(Entries on locating named things)
++++++++
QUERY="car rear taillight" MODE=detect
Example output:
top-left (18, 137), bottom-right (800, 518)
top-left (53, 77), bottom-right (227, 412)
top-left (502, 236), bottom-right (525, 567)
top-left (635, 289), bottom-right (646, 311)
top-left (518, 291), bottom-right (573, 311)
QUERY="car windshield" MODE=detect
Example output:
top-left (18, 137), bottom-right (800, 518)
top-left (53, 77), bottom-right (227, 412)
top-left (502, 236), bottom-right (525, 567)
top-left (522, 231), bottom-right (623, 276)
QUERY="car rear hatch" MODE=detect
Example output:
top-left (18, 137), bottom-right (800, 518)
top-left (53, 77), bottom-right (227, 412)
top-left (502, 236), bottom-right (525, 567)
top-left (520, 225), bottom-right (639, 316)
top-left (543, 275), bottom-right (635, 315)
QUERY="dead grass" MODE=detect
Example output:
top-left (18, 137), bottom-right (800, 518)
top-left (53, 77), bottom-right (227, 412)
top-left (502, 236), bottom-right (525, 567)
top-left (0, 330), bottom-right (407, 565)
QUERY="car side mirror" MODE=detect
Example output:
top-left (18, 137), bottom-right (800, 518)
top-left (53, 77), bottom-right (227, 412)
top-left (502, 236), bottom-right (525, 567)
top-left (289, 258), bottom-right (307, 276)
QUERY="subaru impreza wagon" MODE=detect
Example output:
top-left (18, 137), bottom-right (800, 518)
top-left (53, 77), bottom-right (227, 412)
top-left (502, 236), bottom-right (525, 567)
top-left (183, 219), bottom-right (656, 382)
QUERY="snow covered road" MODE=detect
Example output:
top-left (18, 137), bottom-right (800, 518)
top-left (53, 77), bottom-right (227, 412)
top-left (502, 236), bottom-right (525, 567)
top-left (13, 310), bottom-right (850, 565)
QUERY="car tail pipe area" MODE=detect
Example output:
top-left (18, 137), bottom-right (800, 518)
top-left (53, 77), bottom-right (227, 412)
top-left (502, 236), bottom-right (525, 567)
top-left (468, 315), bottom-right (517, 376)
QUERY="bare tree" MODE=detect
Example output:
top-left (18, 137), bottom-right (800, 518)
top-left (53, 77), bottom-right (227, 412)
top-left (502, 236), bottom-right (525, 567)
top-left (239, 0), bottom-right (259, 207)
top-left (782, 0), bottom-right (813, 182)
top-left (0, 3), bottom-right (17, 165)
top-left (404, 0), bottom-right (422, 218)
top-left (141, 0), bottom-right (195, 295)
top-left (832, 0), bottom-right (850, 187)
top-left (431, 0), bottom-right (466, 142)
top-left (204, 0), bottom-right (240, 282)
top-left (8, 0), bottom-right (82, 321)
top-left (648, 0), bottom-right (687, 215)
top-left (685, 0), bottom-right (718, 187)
++++++++
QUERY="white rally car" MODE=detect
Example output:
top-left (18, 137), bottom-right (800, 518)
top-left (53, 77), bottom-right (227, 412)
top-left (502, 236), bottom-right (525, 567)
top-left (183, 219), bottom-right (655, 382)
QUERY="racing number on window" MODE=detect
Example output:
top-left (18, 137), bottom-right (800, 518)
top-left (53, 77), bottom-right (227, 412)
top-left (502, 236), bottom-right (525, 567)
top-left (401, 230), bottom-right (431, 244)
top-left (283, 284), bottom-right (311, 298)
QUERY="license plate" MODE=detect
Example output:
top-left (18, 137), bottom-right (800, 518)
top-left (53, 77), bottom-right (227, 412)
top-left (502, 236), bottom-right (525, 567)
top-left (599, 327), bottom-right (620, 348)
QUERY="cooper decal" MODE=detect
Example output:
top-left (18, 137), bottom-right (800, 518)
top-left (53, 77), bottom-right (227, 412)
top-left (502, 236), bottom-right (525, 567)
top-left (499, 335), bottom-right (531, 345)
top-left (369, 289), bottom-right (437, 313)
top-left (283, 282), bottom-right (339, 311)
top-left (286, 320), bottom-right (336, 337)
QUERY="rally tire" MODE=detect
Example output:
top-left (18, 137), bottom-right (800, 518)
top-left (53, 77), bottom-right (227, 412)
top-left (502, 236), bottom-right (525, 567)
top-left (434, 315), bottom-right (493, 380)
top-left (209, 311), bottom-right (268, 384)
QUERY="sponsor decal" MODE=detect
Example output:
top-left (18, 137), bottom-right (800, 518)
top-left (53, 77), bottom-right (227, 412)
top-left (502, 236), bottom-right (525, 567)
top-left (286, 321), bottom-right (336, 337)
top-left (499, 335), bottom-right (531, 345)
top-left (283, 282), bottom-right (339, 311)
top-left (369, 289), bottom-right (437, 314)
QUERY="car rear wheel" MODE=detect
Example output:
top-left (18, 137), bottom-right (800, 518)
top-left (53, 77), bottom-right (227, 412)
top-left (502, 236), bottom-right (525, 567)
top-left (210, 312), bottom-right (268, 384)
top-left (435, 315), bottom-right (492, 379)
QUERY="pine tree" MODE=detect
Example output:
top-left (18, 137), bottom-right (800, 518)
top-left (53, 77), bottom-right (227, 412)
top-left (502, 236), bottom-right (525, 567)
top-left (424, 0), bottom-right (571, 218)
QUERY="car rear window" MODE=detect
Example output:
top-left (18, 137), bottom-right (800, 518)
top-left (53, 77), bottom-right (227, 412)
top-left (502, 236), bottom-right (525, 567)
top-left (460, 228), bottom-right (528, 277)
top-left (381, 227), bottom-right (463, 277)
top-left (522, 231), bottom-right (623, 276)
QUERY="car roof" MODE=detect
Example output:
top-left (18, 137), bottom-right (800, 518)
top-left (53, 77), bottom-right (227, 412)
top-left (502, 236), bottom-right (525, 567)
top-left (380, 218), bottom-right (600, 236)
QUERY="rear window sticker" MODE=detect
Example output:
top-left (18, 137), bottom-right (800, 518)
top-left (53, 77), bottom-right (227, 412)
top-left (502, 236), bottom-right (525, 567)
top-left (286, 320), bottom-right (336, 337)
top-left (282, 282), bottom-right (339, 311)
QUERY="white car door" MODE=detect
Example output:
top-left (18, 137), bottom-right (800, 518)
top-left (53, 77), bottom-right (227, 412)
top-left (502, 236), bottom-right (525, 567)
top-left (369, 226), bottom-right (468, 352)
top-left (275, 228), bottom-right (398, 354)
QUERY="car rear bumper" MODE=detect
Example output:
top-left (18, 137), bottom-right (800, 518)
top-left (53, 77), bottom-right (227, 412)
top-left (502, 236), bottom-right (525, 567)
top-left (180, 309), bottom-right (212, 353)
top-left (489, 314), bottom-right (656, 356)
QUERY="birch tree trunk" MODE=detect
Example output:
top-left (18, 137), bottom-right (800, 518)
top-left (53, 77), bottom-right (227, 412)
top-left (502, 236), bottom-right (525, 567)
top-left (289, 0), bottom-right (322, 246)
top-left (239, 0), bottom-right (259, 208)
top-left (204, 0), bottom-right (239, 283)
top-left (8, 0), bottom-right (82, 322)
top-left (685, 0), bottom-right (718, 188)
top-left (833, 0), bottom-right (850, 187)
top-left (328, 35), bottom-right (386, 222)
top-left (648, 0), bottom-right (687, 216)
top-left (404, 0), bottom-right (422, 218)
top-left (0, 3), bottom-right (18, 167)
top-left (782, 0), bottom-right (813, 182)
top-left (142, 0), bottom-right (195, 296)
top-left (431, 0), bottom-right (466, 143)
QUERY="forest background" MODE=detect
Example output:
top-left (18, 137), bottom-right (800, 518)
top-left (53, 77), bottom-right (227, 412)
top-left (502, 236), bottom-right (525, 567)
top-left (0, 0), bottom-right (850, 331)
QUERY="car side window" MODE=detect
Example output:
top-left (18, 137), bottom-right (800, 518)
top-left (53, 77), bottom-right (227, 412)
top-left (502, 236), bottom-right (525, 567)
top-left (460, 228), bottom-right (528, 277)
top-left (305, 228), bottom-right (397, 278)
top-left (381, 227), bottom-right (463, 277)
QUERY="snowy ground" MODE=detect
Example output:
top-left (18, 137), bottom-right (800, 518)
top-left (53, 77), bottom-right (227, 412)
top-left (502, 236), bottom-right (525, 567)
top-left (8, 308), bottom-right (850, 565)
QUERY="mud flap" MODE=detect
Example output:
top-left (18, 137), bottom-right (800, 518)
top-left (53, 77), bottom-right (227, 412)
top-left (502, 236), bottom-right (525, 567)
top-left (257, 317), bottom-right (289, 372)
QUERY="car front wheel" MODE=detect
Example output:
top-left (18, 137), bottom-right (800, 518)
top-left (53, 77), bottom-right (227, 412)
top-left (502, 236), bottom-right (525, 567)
++++++++
Identify every line in the records that contains the string "rally", and copy each of those lines in full.

QUERY="white rally car" MODE=detect
QUERY="rally tire" MODE=detect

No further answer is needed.